WRITTEN REQUEST A = According to the forum thread on gasoline octane, what octane rating does gas have before 10% ethanol is added?

SELECTED EXCERPT =
———
Back in the day it used to be said, usually referring to high horsepower, low mileage vehicles, "If you can afford the vehicle, you can afford the gas!" I guess we need to come up with another phrase for the new technology.


----------



## steelhead steve (May 5, 2012)

slimdaddy45 said:


> Each time a terminal gets a pipeline the gas is not used until they test it these terminals has a little lab in them for this so it has to pass before it can be loaded .Gas now is 83.5 octane then add 10% ethanol makes it 87 octane ethanol burns hotter than gas. At one time a rack in Columbus we had to mix it ourselves so much ethanol then so much 83.5 and then 93.5 if it was premium but now its all automated I hauled fuel for 16 yrs


 seem odd that no matter what state I buy gas in outside ohio I get better gas milage and I even noticed it smell different in other states than ohio but I didn't ever work in that industry but in my defence there is no guaentee on octane


slimdaddy45 said:


> Each time a terminal gets a pipeline the gas is not used until they test it these terminals has a little lab in them for this so it has to pass before it can be loaded .Gas now is 83.5 octane then add 10% ethanol makes it 87 octane ethanol burns hotter than gas. At one time a rack in Columbus we had to mix it ourselves so much ethanol then so much 83.5 and then 93.5 if it was premium but now its all automated I hauled fuel for 16 yrs


well im not going to argue with what you posted but I know a driver that delivers fuel to get go and he comes out of PA and his claim is they couldn't deliver to the stores there because it didn't meet octain standards in PA so it goes to ohio . I also know on the pumps at some stations they use the rm/2 method but still try to find a law that says it has to be what they claim because I sure cant find one.


----------



## buckeyebowman (Feb 24, 2012)

I read, years ago, that the octane rating of gasoline had nothing to do with how "powerful" the gas was, but the amount of anti-knock compounds that were in it. Back in the late 90's, early 2000's, I had a Ford Ranger with the 3.0L six cylinder engine. On one way home from a sales route I had to pull that long grade from Warren to Rt 11 on SR 82. On regular gas that engine would knock like crazy! When I put Plus in it the knock went away, and I could pull that grade with ease.


----------



## I Fish (Sep 24, 2008)

buckeyebowman said:


> I read, years ago, that the octane rating of gasoline had nothing to do with how "powerful" the gas was, but the amount of anti-knock compounds that were in it. Back in the late 90's, early 2000's, I had a Ford Ranger with the 3.0L six cylinder engine. On one way home from a sales route I had to pull that long grade from Warren to Rt 11 on SR 82. On regular gas that engine would knock like crazy! When I put Plus in it the knock went away, and I could pull that grade with ease.


Octane ratings are bigly misunderstood. Simplistically, higher octanes have higher flash points and require higher compression to cause the explosion. The various octanes are specific to an engines compression and timing. They have zero to do with quality.


----------



## jbo (Apr 24, 2014)

bdawg said:


> The gas tax is about as fair as it gets until they develop the technology to track your odometer and transmit the info to the state so they can send you a tax bill.
———
Coordinate labeling data:
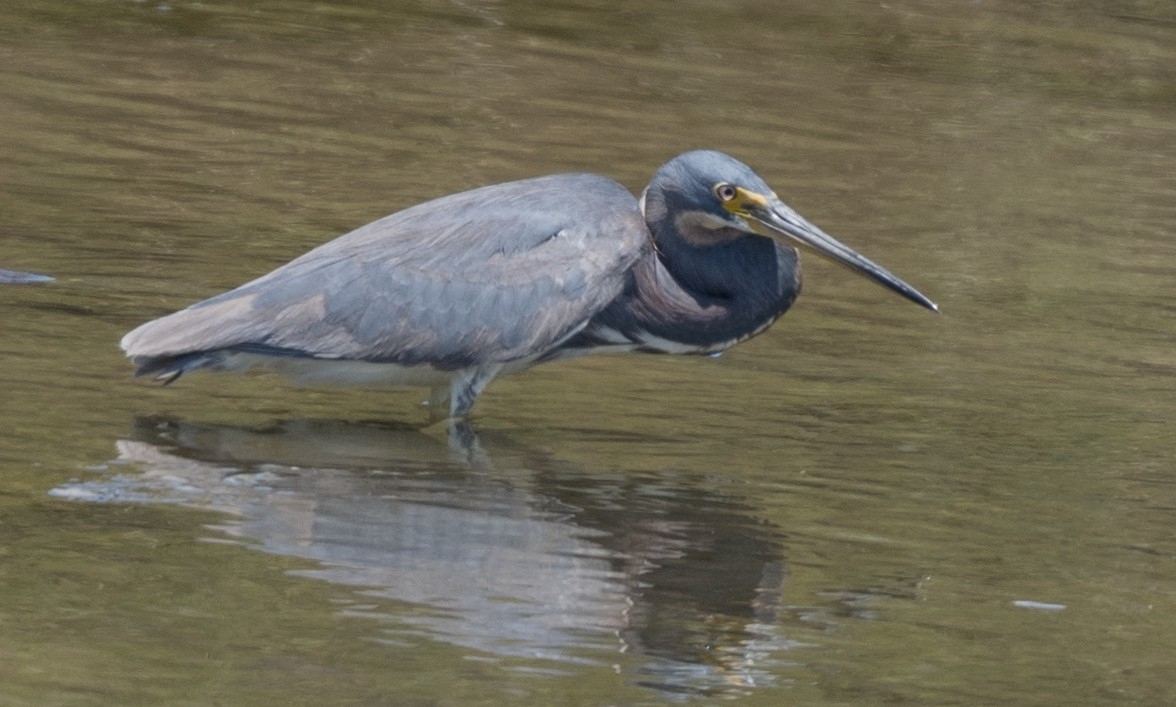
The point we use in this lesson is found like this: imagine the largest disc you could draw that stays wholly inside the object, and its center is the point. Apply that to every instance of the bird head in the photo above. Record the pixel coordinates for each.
(709, 197)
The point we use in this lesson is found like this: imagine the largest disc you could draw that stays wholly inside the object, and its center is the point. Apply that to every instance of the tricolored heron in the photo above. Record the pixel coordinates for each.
(459, 291)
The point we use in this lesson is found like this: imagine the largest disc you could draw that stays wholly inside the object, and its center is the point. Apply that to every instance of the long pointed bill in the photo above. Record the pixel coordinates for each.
(781, 220)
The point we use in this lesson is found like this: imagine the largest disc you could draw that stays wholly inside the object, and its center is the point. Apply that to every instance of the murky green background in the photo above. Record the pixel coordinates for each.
(868, 504)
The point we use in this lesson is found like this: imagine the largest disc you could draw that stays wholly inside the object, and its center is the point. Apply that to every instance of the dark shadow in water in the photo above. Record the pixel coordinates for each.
(523, 559)
(17, 278)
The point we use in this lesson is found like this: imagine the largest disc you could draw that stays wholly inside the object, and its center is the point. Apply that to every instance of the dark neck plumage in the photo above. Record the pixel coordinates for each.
(701, 294)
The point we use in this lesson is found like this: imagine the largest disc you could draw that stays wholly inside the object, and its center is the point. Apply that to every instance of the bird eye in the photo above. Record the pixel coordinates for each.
(725, 192)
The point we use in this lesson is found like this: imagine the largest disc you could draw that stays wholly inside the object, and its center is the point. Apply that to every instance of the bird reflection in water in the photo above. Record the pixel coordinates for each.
(527, 559)
(18, 278)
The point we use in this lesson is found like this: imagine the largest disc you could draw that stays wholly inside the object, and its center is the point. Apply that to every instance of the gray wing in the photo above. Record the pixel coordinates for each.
(488, 275)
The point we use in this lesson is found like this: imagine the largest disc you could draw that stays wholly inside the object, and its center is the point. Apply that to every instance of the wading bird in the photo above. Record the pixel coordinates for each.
(459, 291)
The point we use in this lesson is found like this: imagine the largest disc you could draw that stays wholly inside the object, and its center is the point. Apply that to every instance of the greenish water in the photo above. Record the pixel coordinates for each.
(868, 504)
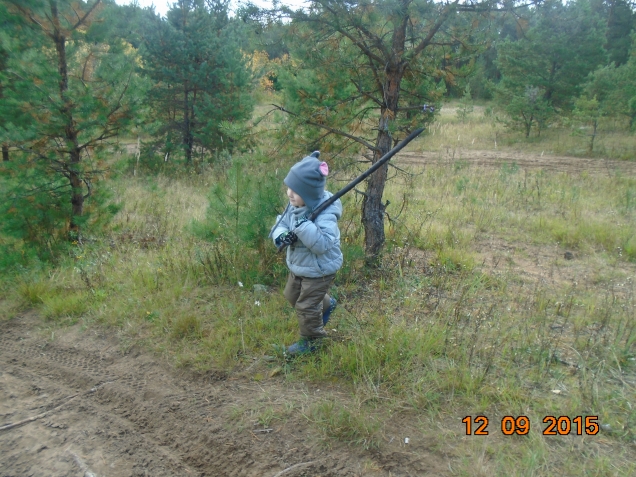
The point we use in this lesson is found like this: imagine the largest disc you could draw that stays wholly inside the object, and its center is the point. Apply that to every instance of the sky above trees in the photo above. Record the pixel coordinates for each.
(162, 6)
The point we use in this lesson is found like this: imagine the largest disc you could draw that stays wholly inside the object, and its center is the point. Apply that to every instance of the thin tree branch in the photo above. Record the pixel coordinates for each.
(83, 19)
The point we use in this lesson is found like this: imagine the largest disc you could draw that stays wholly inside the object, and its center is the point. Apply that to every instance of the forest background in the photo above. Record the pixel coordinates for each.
(142, 166)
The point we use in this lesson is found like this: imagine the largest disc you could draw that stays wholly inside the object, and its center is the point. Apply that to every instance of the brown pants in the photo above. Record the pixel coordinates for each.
(309, 297)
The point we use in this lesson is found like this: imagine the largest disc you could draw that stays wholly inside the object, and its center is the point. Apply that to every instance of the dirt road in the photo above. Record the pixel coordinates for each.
(114, 413)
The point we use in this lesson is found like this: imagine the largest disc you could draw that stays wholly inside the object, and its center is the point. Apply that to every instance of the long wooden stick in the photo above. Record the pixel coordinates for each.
(40, 416)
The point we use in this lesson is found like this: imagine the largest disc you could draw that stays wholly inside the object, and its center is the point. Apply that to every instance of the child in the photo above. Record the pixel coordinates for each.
(313, 254)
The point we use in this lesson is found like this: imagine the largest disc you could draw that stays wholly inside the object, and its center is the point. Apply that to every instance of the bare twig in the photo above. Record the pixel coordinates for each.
(83, 467)
(295, 466)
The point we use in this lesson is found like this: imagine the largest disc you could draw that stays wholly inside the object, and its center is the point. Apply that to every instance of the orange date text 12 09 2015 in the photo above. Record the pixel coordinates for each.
(555, 426)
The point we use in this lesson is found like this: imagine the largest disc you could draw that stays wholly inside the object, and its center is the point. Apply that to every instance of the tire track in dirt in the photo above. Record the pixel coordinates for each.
(143, 419)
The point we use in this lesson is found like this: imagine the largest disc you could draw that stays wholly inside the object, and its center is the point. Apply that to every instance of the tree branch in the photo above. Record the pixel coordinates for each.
(83, 19)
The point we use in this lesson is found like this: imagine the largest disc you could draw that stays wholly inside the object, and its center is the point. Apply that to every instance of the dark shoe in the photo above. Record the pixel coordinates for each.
(303, 346)
(327, 314)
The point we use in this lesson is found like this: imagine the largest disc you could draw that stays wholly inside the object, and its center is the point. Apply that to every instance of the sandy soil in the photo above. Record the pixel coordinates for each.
(522, 160)
(114, 413)
(100, 409)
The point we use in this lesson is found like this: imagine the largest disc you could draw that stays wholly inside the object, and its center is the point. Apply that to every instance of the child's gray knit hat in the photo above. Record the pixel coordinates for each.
(307, 179)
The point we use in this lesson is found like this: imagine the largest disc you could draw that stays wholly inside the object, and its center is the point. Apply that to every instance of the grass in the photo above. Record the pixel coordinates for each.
(475, 310)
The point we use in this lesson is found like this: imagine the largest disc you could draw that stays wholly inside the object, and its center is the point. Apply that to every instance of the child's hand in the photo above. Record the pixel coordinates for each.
(299, 216)
(287, 238)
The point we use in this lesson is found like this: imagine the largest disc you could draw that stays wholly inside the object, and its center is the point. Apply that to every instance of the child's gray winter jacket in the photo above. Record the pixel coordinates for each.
(317, 251)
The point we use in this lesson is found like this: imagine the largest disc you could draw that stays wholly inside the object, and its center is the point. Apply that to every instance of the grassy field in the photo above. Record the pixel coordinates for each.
(503, 292)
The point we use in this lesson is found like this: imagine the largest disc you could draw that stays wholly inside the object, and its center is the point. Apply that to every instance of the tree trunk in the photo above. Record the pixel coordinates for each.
(187, 133)
(372, 206)
(70, 130)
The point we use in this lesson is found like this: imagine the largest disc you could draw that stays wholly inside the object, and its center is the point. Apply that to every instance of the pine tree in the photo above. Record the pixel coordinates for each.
(200, 77)
(560, 48)
(364, 74)
(68, 91)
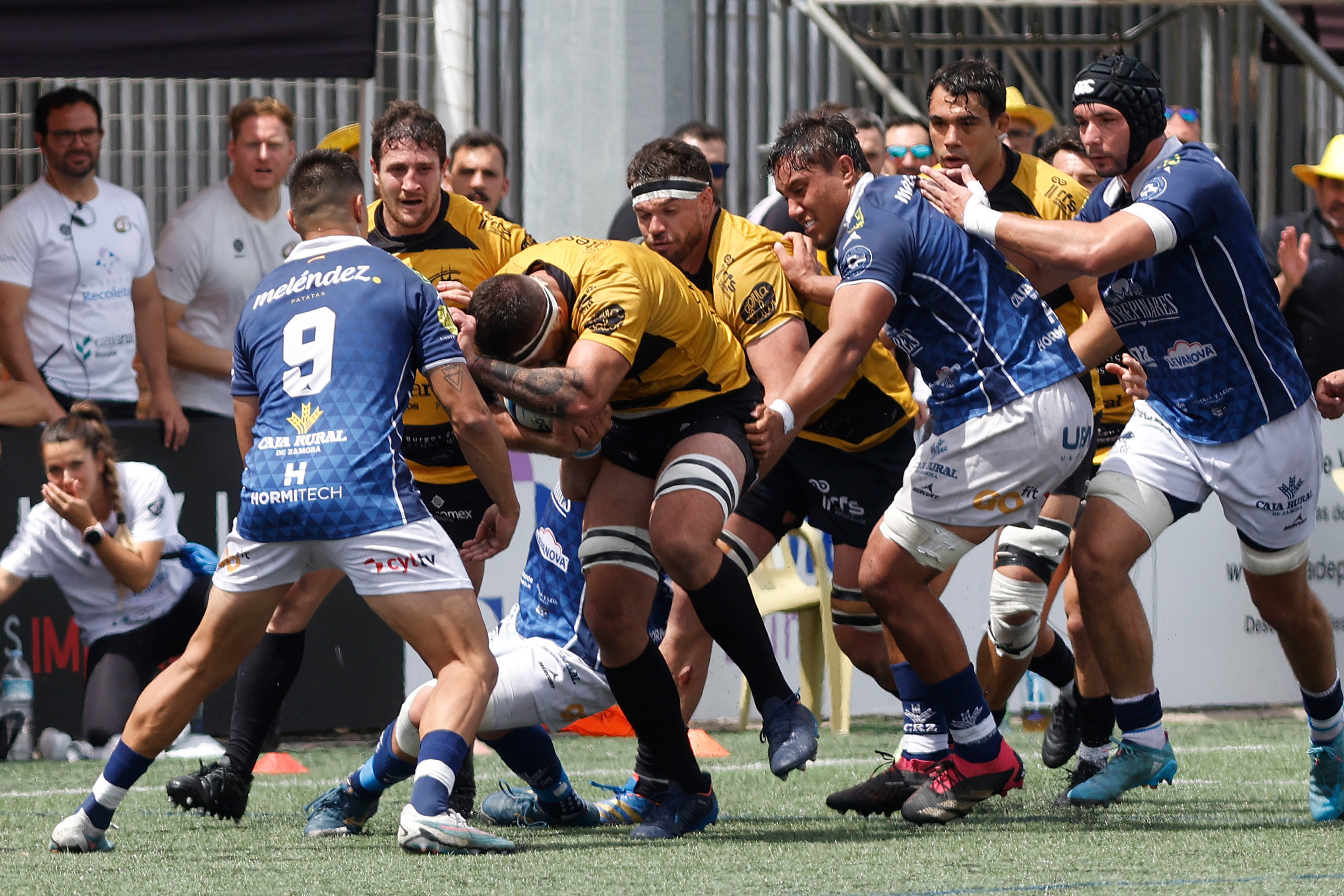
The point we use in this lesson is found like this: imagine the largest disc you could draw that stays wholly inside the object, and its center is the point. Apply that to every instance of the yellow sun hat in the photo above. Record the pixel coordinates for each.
(1332, 164)
(1019, 108)
(343, 139)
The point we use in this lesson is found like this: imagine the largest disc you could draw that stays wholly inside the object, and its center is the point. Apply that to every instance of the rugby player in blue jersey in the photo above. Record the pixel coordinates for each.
(1174, 242)
(1010, 421)
(324, 358)
(549, 676)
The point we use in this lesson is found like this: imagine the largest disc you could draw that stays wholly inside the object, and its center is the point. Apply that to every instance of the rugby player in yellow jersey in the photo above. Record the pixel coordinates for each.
(631, 331)
(847, 464)
(967, 121)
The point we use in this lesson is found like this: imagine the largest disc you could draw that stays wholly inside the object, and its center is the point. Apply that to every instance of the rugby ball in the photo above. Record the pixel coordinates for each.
(527, 417)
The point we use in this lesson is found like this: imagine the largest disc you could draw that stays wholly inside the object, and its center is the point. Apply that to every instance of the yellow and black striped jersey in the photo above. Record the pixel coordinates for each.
(632, 300)
(1038, 190)
(742, 277)
(465, 245)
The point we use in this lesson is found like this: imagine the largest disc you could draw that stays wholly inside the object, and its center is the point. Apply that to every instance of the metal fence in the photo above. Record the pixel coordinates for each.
(760, 60)
(755, 62)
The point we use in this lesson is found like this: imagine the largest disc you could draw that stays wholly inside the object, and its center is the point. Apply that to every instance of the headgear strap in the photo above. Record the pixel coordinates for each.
(667, 189)
(553, 310)
(1131, 88)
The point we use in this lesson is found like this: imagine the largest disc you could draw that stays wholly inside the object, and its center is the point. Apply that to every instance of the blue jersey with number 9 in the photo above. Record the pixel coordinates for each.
(330, 344)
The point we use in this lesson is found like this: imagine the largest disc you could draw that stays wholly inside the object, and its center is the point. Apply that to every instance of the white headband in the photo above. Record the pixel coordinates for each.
(553, 311)
(667, 189)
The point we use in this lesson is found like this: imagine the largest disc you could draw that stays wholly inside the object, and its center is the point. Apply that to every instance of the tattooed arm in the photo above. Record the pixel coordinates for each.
(486, 453)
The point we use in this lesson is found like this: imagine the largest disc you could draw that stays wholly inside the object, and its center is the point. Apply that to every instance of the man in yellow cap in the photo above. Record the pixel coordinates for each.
(1304, 253)
(1027, 123)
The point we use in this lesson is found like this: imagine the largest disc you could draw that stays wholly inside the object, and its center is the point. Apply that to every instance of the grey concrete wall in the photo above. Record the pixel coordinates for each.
(600, 80)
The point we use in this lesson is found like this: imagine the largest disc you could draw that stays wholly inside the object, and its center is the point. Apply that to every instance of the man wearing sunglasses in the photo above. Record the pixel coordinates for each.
(79, 297)
(709, 140)
(908, 146)
(1183, 124)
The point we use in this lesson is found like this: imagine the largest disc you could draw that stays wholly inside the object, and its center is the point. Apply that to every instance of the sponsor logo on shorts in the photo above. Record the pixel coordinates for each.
(1185, 355)
(1006, 503)
(1076, 437)
(607, 320)
(1154, 189)
(401, 565)
(552, 550)
(838, 504)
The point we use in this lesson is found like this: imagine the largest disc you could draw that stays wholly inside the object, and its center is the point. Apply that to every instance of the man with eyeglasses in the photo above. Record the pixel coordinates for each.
(908, 146)
(709, 140)
(1183, 124)
(79, 297)
(218, 246)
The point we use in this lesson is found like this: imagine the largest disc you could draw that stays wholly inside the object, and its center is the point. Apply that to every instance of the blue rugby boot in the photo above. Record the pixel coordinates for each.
(339, 813)
(792, 733)
(1326, 784)
(77, 835)
(1131, 766)
(678, 813)
(520, 808)
(447, 833)
(624, 806)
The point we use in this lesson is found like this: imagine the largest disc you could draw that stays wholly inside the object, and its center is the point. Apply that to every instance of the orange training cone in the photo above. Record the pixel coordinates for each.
(609, 723)
(279, 764)
(705, 746)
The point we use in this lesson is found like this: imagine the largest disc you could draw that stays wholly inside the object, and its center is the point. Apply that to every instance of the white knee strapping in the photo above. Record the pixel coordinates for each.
(740, 553)
(623, 546)
(1011, 597)
(1275, 562)
(1039, 549)
(929, 543)
(702, 473)
(406, 734)
(1146, 504)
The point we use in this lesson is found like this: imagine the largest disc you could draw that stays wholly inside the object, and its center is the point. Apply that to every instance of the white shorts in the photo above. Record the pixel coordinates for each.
(541, 684)
(1268, 481)
(409, 558)
(997, 469)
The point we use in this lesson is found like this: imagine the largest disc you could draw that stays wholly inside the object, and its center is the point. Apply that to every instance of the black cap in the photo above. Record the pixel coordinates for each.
(1131, 88)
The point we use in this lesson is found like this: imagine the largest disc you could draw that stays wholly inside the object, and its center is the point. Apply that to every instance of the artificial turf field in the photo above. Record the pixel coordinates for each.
(1236, 823)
———
WRITTEN REQUEST B = Reproduce the coordinate labeling rows from the one containing "of the black" through the last row, both included, and give only those lines. Keep the requests as they are, and multiply each coordinate in the answers by 0.3, rounding to whole numbers with halves rounded up.

EXPECTED ANSWER A = 83.5 octane.

EXPECTED ANSWER B =
The point we use in this lesson is found like this: imagine the largest disc you could draw that stays wholly inside the object, and its center is the point. Apply that to every instance of the black cap in the photo above. Record the pixel coordinates for each.
(339, 26)
The point we use in this lesson is found like this: imagine the largest disc you could draw that stays wholly inside the object, and its center is the point. Apply that to every instance of the artificial turf field in the photo above. Record the pixel coordinates for each.
(371, 247)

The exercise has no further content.